About this exercise:
All lines after the one containing "Mark each rail" are needed, along with that line itself. Please repeat them exactly through the end of the entries.

___ Entries shown ___

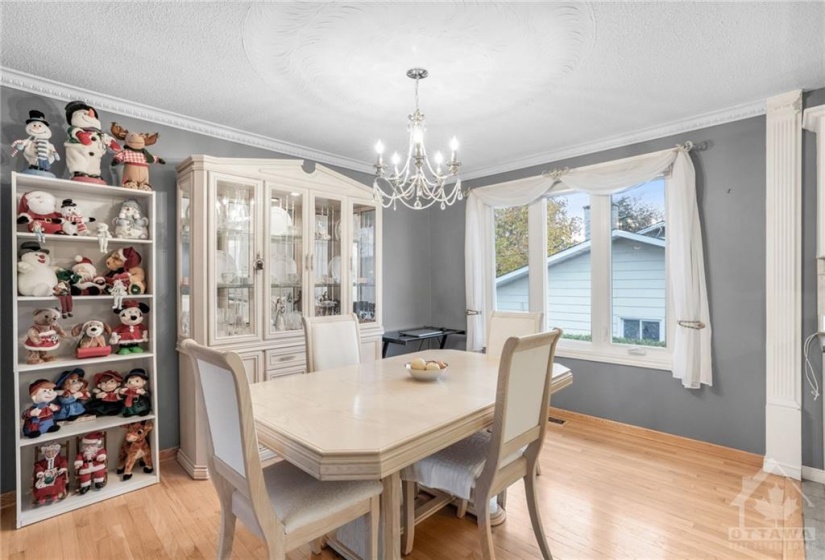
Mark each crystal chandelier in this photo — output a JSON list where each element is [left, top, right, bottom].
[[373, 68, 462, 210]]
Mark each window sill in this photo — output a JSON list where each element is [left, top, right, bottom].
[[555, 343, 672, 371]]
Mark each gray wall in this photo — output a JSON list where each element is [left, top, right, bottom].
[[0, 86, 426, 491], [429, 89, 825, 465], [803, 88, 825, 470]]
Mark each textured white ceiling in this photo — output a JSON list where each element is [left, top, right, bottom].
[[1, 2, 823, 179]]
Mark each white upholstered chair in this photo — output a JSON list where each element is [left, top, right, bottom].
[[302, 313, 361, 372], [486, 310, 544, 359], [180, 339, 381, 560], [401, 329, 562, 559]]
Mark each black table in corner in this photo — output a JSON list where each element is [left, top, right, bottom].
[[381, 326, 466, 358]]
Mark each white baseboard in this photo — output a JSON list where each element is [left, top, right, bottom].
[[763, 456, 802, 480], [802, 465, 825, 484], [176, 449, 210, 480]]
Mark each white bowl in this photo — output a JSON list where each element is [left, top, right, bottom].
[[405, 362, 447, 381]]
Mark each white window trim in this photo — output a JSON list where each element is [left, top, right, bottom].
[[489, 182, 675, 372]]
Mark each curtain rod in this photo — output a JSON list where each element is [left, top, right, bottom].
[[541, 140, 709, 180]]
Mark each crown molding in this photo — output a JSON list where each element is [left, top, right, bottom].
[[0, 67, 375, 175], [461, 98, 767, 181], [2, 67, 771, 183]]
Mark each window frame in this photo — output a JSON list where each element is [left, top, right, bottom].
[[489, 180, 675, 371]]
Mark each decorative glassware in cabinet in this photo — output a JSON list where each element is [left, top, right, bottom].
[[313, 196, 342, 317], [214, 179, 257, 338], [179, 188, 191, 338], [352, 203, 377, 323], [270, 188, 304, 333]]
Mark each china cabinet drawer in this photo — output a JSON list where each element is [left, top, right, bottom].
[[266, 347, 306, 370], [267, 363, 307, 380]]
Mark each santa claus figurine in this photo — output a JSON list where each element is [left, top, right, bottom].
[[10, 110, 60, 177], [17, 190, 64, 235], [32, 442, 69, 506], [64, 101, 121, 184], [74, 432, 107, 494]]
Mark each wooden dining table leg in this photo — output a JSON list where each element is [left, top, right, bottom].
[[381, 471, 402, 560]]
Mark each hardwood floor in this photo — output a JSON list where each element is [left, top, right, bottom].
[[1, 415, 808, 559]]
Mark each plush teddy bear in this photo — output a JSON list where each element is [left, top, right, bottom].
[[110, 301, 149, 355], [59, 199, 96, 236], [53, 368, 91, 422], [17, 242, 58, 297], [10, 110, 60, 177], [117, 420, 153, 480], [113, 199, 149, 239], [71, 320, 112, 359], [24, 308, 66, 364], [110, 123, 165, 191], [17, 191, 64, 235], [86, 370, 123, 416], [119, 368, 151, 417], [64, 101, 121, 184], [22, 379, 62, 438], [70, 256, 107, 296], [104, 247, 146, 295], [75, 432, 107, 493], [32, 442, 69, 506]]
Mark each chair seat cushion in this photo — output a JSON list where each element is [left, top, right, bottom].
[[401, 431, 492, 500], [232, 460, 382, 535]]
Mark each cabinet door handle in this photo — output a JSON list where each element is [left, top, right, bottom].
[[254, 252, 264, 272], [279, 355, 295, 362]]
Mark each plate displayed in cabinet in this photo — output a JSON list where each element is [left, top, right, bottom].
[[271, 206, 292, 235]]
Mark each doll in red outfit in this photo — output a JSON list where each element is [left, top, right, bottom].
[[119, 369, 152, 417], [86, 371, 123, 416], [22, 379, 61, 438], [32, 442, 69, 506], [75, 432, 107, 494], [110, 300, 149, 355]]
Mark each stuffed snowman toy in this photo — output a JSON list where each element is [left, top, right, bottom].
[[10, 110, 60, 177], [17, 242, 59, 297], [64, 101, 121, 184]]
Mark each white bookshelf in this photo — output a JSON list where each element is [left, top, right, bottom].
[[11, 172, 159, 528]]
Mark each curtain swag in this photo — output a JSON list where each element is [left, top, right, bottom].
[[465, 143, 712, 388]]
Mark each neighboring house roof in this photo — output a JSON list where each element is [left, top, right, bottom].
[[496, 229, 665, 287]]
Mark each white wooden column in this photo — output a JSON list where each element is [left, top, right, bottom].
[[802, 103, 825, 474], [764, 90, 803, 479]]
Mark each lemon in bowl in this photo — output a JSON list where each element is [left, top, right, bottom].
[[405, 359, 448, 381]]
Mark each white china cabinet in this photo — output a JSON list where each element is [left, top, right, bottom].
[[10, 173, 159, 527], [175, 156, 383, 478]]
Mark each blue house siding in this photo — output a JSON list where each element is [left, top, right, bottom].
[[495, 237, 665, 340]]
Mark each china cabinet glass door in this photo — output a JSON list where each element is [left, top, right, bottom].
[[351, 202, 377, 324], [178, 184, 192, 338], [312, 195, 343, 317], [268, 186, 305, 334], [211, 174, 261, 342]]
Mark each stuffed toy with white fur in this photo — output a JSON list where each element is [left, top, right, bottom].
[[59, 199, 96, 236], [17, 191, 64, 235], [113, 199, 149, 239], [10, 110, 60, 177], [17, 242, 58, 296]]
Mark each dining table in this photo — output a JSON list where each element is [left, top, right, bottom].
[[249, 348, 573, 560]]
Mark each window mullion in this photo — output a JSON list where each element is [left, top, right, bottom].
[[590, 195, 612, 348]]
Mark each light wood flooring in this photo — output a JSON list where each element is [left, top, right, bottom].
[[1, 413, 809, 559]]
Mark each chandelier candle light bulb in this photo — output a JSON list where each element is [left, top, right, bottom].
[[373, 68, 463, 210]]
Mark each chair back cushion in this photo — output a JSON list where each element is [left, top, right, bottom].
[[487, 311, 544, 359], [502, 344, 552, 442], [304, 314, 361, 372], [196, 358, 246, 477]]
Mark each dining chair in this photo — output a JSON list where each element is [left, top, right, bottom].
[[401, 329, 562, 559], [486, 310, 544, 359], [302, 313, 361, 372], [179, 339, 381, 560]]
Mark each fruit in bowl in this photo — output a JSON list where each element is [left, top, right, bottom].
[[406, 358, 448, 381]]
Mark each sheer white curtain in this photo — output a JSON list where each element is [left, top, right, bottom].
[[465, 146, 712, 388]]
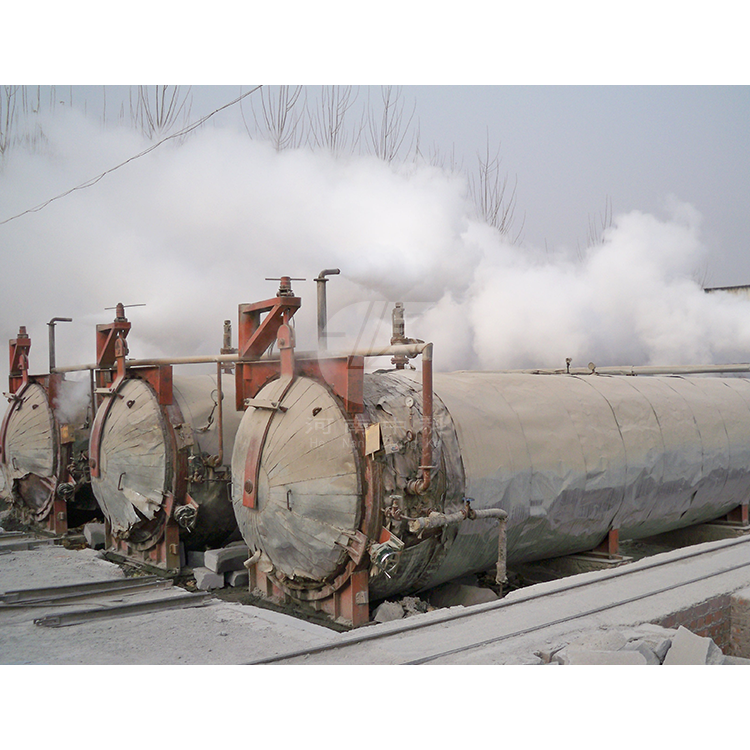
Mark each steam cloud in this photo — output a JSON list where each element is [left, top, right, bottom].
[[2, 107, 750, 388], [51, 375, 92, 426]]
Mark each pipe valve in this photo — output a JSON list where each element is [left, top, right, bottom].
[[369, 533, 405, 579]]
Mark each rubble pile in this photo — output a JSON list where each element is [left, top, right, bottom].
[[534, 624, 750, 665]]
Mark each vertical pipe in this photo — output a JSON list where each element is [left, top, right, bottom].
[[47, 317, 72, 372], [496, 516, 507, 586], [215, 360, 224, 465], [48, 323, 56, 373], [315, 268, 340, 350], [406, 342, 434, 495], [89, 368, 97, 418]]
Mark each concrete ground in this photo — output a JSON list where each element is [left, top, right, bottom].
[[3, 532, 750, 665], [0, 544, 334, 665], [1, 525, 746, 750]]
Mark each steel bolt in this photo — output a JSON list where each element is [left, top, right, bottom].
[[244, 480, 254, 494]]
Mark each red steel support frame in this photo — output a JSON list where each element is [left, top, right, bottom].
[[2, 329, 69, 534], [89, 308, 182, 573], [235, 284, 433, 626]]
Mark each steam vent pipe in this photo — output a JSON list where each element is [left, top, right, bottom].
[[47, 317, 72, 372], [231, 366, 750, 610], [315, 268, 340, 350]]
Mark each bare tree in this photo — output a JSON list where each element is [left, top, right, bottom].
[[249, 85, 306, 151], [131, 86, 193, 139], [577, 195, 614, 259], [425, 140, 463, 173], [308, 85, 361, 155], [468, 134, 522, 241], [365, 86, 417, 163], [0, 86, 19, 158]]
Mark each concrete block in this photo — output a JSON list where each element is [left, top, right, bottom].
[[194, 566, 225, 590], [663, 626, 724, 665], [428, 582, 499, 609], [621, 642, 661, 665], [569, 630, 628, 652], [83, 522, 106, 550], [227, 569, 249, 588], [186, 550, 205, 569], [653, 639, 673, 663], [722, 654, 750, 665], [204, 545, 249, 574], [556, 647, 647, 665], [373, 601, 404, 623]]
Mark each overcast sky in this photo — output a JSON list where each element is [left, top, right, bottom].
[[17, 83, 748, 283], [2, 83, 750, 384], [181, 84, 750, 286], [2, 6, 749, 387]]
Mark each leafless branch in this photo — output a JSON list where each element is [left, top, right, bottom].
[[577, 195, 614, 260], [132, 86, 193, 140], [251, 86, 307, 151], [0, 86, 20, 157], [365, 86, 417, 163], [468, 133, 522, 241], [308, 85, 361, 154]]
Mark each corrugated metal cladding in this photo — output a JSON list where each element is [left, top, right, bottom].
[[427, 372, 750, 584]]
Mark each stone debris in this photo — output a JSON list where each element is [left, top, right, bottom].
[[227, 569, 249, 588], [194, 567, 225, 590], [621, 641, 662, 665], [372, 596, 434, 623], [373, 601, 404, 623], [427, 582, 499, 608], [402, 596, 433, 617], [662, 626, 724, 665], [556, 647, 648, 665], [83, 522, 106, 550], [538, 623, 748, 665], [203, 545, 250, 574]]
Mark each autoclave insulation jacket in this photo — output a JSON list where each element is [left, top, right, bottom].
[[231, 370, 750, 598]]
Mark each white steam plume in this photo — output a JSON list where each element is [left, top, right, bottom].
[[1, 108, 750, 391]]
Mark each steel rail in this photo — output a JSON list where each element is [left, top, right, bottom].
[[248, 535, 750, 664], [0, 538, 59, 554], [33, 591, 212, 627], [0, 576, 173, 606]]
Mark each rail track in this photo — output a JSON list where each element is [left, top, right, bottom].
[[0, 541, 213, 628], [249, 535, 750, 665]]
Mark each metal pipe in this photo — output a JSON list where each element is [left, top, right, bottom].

___

Task response:
Mark each rail track in this photo — output a JSON list where each element is [left, top, right, bottom].
[[0, 541, 213, 628], [249, 535, 750, 665]]
Mark each metal pipe in this photo — output a JSON list where each element is [left, top, right, bottom].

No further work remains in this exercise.